> GIVEN EXERCISE: Pull out every line in the records that contains the string "rock", and copy each one unchanged.
[Start]
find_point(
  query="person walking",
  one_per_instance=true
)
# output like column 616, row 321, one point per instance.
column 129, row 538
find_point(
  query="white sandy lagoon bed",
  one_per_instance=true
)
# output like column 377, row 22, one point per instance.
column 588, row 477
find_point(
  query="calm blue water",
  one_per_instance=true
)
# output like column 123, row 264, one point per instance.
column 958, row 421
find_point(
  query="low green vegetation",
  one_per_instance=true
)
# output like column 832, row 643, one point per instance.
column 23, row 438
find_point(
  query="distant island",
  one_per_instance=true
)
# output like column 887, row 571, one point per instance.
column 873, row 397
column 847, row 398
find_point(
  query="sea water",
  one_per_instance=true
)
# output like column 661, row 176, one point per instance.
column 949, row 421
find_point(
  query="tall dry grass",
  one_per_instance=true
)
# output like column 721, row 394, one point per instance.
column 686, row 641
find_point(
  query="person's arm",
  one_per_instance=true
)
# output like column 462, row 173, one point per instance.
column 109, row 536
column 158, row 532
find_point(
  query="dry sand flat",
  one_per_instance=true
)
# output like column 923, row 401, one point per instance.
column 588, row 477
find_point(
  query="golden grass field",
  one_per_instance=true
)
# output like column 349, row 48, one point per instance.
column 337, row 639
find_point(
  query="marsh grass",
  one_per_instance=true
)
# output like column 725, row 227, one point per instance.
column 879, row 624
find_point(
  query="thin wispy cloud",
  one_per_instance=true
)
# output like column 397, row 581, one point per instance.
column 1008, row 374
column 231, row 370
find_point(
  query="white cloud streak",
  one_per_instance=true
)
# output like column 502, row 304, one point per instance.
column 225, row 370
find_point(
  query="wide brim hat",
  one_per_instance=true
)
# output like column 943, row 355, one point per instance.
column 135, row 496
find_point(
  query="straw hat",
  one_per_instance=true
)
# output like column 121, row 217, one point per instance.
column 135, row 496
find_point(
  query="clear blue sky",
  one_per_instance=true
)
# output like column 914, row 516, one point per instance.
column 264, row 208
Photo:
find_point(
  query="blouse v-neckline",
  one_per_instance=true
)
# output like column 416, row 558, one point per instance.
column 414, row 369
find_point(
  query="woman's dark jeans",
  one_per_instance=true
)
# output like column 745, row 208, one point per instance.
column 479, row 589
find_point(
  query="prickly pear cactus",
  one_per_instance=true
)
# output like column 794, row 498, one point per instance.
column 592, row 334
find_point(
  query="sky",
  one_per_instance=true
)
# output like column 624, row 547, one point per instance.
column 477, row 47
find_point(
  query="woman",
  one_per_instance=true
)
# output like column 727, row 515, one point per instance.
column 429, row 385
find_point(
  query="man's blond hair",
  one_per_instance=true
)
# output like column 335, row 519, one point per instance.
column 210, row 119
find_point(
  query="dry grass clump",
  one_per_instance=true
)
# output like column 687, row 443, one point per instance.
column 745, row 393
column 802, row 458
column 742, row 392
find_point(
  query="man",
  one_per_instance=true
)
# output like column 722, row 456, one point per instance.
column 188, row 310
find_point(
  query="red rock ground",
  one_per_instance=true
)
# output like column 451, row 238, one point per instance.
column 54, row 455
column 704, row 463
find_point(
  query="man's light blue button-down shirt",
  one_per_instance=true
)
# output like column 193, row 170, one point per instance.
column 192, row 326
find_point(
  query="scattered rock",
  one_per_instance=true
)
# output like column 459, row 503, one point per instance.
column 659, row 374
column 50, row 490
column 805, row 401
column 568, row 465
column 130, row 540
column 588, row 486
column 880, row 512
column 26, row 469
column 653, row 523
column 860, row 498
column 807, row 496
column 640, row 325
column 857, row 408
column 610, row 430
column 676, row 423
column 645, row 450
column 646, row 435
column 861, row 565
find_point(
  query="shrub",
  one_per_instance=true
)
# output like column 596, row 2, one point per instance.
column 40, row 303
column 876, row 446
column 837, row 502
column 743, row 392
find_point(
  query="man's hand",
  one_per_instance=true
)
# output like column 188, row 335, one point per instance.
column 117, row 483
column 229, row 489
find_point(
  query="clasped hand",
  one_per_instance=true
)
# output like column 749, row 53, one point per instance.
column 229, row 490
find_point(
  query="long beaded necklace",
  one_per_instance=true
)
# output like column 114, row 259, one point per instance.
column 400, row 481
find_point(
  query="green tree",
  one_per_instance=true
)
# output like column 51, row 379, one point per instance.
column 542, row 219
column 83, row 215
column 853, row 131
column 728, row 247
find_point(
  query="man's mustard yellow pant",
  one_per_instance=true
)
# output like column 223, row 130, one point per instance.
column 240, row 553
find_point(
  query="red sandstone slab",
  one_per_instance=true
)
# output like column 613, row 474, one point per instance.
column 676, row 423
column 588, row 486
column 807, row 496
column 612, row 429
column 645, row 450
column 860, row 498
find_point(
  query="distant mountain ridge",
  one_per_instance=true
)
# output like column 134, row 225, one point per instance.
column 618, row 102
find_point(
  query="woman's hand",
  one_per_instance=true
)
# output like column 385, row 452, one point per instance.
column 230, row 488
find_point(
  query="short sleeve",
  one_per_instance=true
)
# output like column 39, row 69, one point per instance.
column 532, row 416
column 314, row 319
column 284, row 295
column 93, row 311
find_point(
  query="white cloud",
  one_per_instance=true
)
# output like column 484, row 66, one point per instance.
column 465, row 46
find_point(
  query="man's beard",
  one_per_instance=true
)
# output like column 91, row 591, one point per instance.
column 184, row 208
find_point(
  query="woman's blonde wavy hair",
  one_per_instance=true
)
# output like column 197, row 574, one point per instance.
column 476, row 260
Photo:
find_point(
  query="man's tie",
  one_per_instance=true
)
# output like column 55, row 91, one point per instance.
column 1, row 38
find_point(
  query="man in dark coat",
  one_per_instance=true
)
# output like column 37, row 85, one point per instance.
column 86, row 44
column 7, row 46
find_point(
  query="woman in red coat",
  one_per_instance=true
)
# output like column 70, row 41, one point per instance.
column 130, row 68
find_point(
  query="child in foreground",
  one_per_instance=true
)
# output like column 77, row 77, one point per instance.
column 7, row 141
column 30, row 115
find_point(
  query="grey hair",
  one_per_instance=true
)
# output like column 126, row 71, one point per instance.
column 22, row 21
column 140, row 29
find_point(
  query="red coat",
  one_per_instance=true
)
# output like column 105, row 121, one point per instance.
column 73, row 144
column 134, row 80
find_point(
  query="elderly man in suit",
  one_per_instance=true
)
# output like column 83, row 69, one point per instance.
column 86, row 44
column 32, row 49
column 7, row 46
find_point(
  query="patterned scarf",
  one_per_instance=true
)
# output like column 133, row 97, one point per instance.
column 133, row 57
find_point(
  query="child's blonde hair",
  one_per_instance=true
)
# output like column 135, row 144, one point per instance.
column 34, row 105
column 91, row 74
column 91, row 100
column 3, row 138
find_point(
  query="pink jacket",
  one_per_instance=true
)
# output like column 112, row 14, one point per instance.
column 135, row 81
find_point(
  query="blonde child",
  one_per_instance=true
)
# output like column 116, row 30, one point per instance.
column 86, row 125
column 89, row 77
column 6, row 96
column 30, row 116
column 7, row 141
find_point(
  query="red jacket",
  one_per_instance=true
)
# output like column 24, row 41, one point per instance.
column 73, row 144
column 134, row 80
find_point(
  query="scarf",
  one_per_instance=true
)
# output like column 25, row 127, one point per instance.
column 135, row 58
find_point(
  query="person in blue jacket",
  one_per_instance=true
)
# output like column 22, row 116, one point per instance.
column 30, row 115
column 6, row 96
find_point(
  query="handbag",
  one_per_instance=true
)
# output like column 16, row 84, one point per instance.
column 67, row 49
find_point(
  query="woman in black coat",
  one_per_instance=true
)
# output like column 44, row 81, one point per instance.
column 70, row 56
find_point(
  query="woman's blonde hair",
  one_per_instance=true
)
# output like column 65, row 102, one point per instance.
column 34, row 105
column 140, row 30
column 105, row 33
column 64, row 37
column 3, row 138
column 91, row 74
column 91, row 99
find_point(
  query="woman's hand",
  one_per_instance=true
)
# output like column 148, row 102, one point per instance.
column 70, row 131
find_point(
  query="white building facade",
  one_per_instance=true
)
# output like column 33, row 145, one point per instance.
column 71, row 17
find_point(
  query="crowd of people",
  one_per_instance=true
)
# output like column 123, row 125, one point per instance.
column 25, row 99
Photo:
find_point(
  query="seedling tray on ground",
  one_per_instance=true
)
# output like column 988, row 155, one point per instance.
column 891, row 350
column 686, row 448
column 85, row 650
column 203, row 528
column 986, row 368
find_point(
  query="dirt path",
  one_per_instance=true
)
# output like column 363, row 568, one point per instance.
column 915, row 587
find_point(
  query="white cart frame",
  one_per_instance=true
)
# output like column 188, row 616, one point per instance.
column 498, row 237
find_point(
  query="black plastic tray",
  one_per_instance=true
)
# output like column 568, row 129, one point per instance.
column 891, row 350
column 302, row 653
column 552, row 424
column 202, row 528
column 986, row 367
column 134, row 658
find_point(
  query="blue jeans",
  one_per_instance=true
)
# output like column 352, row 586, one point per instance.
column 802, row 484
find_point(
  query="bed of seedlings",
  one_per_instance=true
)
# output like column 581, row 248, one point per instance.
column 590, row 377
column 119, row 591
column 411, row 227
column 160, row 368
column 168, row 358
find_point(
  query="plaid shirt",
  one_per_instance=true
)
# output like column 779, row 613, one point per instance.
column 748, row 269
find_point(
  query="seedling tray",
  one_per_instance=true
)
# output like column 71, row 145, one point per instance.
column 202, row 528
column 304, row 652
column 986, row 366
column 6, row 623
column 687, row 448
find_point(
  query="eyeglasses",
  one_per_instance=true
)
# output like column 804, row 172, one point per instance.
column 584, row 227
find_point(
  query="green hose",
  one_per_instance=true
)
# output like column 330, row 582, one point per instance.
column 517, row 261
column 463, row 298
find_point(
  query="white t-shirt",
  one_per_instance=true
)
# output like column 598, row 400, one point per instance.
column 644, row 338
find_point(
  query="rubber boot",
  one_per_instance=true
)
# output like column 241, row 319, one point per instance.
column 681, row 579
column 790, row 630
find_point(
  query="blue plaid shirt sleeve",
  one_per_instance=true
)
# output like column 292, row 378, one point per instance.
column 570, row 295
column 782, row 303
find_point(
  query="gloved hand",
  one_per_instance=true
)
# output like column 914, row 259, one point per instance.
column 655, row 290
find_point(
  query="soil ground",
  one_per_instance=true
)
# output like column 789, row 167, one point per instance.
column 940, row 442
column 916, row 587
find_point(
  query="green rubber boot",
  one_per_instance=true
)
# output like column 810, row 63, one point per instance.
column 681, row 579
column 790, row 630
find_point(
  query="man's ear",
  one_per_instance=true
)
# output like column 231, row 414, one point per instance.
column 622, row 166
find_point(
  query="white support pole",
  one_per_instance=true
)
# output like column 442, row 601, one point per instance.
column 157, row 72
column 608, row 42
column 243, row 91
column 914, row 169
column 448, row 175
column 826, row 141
[End]
> SOLUTION FOR THIS TASK:
  query="red rock ground",
  query="scattered rock",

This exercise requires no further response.